**What needs to be done**. Write each record again exactly as it stands.
###
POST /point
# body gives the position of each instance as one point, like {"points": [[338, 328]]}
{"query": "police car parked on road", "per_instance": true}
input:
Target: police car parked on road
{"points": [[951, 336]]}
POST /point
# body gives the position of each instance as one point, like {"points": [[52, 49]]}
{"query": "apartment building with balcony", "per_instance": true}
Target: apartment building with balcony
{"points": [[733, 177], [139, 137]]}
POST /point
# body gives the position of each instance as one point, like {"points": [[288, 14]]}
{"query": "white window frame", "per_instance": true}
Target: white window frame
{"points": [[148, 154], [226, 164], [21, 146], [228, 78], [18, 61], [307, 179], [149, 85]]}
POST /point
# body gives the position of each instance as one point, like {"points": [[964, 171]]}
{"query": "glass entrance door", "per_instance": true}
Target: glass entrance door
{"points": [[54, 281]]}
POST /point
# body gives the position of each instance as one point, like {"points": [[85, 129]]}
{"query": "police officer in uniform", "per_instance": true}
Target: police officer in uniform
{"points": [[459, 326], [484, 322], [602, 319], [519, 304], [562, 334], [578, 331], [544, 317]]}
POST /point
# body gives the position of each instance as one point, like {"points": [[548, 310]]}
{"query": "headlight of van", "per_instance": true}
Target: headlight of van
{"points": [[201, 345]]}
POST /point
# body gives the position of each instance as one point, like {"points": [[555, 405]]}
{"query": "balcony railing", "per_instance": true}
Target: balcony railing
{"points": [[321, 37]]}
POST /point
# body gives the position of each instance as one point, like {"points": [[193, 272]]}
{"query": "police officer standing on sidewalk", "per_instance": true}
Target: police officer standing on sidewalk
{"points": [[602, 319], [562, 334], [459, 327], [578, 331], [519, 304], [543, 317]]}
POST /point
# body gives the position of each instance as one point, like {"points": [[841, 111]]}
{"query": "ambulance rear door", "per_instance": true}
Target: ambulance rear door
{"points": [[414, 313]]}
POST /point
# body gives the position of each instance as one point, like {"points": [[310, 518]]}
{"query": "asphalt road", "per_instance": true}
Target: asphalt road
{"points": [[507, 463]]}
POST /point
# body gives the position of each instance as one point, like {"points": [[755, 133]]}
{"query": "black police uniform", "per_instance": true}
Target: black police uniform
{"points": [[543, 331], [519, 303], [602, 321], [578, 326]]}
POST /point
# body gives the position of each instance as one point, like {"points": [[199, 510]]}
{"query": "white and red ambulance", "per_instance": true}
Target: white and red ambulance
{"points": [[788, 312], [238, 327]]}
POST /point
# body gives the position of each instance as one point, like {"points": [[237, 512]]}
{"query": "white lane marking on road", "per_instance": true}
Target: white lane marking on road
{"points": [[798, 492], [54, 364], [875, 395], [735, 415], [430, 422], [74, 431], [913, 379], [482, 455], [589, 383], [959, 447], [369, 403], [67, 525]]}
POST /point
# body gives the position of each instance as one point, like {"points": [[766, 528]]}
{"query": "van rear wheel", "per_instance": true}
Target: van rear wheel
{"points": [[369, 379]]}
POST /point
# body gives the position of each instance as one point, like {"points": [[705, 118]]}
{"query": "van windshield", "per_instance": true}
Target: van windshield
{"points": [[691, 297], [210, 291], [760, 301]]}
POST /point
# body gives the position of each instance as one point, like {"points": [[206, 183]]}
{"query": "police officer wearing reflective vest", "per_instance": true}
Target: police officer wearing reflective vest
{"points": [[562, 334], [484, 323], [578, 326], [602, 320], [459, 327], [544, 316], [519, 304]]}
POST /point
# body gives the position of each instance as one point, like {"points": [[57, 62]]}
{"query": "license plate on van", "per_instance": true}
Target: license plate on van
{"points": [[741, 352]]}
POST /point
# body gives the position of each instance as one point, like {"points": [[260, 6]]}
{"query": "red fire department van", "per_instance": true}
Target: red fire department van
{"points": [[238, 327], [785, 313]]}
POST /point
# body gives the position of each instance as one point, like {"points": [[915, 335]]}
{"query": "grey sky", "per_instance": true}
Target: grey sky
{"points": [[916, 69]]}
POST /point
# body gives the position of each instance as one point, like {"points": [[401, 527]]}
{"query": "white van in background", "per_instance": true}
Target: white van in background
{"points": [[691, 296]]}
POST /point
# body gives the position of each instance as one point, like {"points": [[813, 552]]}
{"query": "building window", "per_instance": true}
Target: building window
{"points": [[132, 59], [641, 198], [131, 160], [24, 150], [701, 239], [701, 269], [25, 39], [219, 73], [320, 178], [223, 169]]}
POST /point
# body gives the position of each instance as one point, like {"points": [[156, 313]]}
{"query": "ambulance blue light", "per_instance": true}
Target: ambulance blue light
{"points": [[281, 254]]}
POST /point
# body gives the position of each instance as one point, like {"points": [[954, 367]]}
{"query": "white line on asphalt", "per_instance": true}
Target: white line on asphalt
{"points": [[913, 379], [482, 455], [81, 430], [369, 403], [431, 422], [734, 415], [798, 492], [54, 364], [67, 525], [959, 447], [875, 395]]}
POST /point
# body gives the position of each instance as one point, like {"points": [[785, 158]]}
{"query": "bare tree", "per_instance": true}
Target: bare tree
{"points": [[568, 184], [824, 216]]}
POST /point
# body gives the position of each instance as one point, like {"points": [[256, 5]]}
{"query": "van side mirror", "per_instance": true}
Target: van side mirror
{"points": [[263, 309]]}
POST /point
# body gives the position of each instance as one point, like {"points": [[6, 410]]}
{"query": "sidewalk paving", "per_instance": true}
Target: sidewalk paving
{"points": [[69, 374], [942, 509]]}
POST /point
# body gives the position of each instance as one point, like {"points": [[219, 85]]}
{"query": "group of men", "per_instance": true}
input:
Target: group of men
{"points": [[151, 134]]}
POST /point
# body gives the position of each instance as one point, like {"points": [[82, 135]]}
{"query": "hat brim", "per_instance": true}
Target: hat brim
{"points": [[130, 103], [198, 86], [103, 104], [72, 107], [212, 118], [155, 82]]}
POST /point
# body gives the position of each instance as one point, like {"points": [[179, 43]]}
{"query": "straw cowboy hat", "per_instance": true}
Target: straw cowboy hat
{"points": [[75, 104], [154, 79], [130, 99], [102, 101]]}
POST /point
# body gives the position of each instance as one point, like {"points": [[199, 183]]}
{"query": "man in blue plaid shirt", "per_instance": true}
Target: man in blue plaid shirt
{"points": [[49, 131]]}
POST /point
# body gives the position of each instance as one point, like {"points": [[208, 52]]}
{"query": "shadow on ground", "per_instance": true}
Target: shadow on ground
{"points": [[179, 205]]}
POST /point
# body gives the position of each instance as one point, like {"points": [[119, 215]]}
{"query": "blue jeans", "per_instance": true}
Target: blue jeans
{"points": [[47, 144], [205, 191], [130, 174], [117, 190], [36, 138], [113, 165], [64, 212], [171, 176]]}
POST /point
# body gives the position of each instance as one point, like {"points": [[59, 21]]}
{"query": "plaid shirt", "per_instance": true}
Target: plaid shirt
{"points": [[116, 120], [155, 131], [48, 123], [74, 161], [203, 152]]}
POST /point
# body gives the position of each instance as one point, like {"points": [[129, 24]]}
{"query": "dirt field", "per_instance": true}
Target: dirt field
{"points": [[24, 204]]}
###
**Exercise response**.
POST /point
# body gives the position of each instance as one point, like {"points": [[338, 328]]}
{"query": "police car parked on road", "per_instance": true}
input:
Target: police car parked on road
{"points": [[951, 336]]}
POST /point
# body gives the position of each instance as one point, like {"points": [[52, 49]]}
{"query": "apartment building with balcony", "per_instance": true}
Target: apartment building with balcony
{"points": [[733, 177], [139, 137]]}
POST /point
# body gives the position of each instance as one point, like {"points": [[288, 14]]}
{"query": "white window frame", "per_instance": true}
Target: white window frame
{"points": [[148, 154], [226, 164], [21, 146], [228, 78], [18, 61], [307, 179], [149, 85]]}
POST /point
# body gives the position of each instance as one point, like {"points": [[964, 171]]}
{"query": "glass entrance door", "per_instance": true}
Target: glass entrance door
{"points": [[54, 281]]}
POST /point
# body gives the position of each instance as one point, like {"points": [[85, 129]]}
{"query": "police officer in uniform", "per_instance": true}
Target: police officer in uniform
{"points": [[459, 326], [484, 322], [602, 319], [519, 304], [562, 334], [578, 331], [544, 317]]}
POST /point
# body gives the position of each instance as one point, like {"points": [[548, 310]]}
{"query": "headlight of van", "per_instance": true}
Target: headlight of van
{"points": [[201, 345]]}
POST /point
# body gives the position of each instance as one point, like {"points": [[555, 405]]}
{"query": "balcony railing", "per_instance": true}
Target: balcony railing
{"points": [[321, 37]]}
POST /point
# body gives the position of each instance as one point, like {"points": [[193, 272]]}
{"query": "police officer standing on sidewalk", "per_instance": true}
Target: police officer standing on sidewalk
{"points": [[602, 319], [562, 334], [459, 327], [578, 331], [519, 304], [543, 317]]}
POST /point
# body gives the position of each instance as one point, like {"points": [[841, 111]]}
{"query": "ambulance rear door", "per_instance": true}
Target: ambulance rear door
{"points": [[414, 313]]}
POST /point
# body gives the position of each instance as one point, like {"points": [[310, 518]]}
{"query": "asphalt road", "per_instance": true}
Target: asphalt road
{"points": [[507, 463]]}
POST /point
# body gives the position of each instance as one point, like {"points": [[755, 133]]}
{"query": "black police uniform", "per_instance": true}
Target: black police uniform
{"points": [[543, 331], [519, 303], [602, 321], [578, 326]]}
POST /point
# body gives the position of each instance as one point, like {"points": [[199, 510]]}
{"query": "white and red ambulance", "per_instance": true}
Target: white and red ambulance
{"points": [[788, 312], [238, 327]]}
POST /point
# body gives the position of each instance as one point, like {"points": [[237, 512]]}
{"query": "white lane marking on road", "per_instance": true}
Target: white lane marking on road
{"points": [[798, 492], [54, 364], [875, 395], [735, 415], [430, 422], [74, 431], [913, 379], [482, 455], [589, 383], [959, 447], [369, 403], [67, 525]]}
POST /point
# body gives the position of each instance as one point, like {"points": [[766, 528]]}
{"query": "van rear wheel", "per_instance": true}
Target: van rear wheel
{"points": [[369, 379]]}
POST /point
# body gives the position of each instance as one point, like {"points": [[705, 118]]}
{"query": "van windshield", "per_instance": true}
Target: van windshield
{"points": [[691, 297], [210, 291], [760, 301]]}
POST /point
# body gives the position of each instance as one point, like {"points": [[206, 183]]}
{"query": "police officer wearing reflective vest", "per_instance": true}
Target: police officer wearing reflective vest
{"points": [[562, 334], [484, 323], [578, 326], [602, 320], [459, 327], [544, 316], [519, 304]]}
POST /point
# body gives the position of each instance as one point, like {"points": [[57, 62]]}
{"query": "license plate on van", "per_instance": true}
Target: license plate on van
{"points": [[741, 352]]}
POST /point
# body gives the position of each instance as one point, like {"points": [[260, 6]]}
{"query": "red fire department van", "per_instance": true}
Target: red fire department van
{"points": [[238, 327], [785, 313]]}
POST /point
# body gives the position of each instance as one point, like {"points": [[915, 335]]}
{"query": "grey sky", "per_instance": true}
Target: grey sky
{"points": [[916, 69]]}
POST /point
# body gives the position of each instance as one point, like {"points": [[401, 527]]}
{"query": "white van in background", "per_instance": true}
Target: white van in background
{"points": [[691, 296]]}
POST /point
# body gives the position of each instance as one point, like {"points": [[813, 552]]}
{"query": "building window", "per_instance": true}
Target: building window
{"points": [[132, 59], [641, 198], [131, 160], [24, 150], [701, 239], [701, 269], [25, 39], [219, 73], [320, 178], [223, 169]]}
POST /point
# body gives the position of each instance as one point, like {"points": [[156, 313]]}
{"query": "ambulance blue light", "per_instance": true}
Target: ambulance blue light
{"points": [[281, 254]]}
POST /point
# body gives the position of each instance as one point, like {"points": [[954, 367]]}
{"query": "white line on asphalt", "per_instance": true}
Target: white line on asphalt
{"points": [[913, 379], [482, 455], [81, 430], [369, 403], [431, 422], [734, 415], [798, 492], [54, 364], [67, 525], [959, 447], [875, 395]]}
POST /point
# body gives the position of each instance as one point, like {"points": [[785, 158]]}
{"query": "bare tree", "per_instance": true}
Target: bare tree
{"points": [[568, 184], [824, 216]]}
POST /point
# body gives the position of each instance as one point, like {"points": [[256, 5]]}
{"query": "van side mirror", "per_instance": true}
Target: van side mirror
{"points": [[263, 309]]}
POST /point
# body gives the position of each instance as one point, like {"points": [[6, 410]]}
{"query": "sidewalk paving", "per_instance": true}
Target: sidewalk paving
{"points": [[69, 374], [942, 509]]}
POST /point
# body gives the position of each instance as one point, like {"points": [[219, 85]]}
{"query": "group of men", "per_instance": true}
input:
Target: group of men
{"points": [[151, 134]]}
POST /point
# body gives the position of each instance as one point, like {"points": [[82, 135]]}
{"query": "hat brim", "per_instance": true}
Target: hat brim
{"points": [[130, 103], [198, 86], [103, 104], [72, 107], [212, 118], [155, 82]]}
POST /point
# body gives the position of each instance as one point, like {"points": [[179, 43]]}
{"query": "straw cowboy hat", "per_instance": true}
Target: straw cowboy hat
{"points": [[75, 104], [154, 79], [130, 99], [102, 101]]}
POST /point
# body gives the position of each instance as one point, like {"points": [[199, 183]]}
{"query": "man in blue plaid shirt", "per_instance": true}
Target: man in blue plaid shirt
{"points": [[49, 131]]}
POST /point
# body gives the position of each instance as one point, like {"points": [[208, 52]]}
{"query": "shadow on ground", "per_instance": true}
Target: shadow on ground
{"points": [[179, 205]]}
POST /point
# body gives the position of each instance as one point, like {"points": [[119, 215]]}
{"query": "blue jeans", "per_instance": true}
Target: blue jeans
{"points": [[47, 144], [205, 191], [130, 174], [117, 190], [36, 138], [113, 165], [64, 212], [171, 176]]}
POST /point
# body gives the position of each instance as one point, like {"points": [[59, 21]]}
{"query": "plaid shirt", "per_instance": true}
Target: plaid shirt
{"points": [[116, 120], [155, 131], [48, 123], [74, 161], [203, 152]]}
POST /point
# body gives the position of each instance as one point, like {"points": [[129, 24]]}
{"query": "dirt field", "per_instance": true}
Target: dirt field
{"points": [[24, 204]]}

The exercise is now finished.